[Items from a dataset]
━━━━━━
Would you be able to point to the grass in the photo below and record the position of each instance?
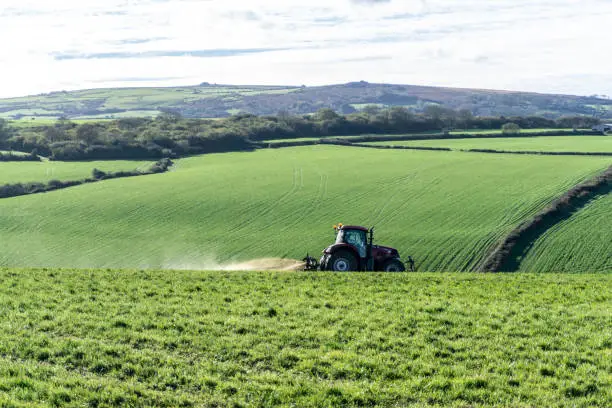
(444, 208)
(538, 143)
(134, 101)
(538, 130)
(95, 338)
(23, 172)
(578, 244)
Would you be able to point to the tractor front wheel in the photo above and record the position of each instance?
(342, 261)
(394, 265)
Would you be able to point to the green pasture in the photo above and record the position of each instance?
(446, 209)
(135, 101)
(538, 143)
(537, 130)
(23, 172)
(181, 339)
(582, 242)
━━━━━━
◆ WHAT YOU WILL DO
All records above are to be printed exactly, minus the pictures they contain.

◆ FINISHED TASK
Would you be able to point to the grass in the photo below and record the position of each instance?
(444, 208)
(538, 143)
(134, 101)
(538, 130)
(95, 338)
(23, 172)
(578, 244)
Would you be able to point to the tractor front wheel in the photo above and record the position of each instance?
(342, 261)
(394, 265)
Would you be able to point to the green pasture in the photo above and record the position of each instance?
(446, 209)
(135, 101)
(538, 143)
(537, 130)
(23, 172)
(181, 339)
(582, 242)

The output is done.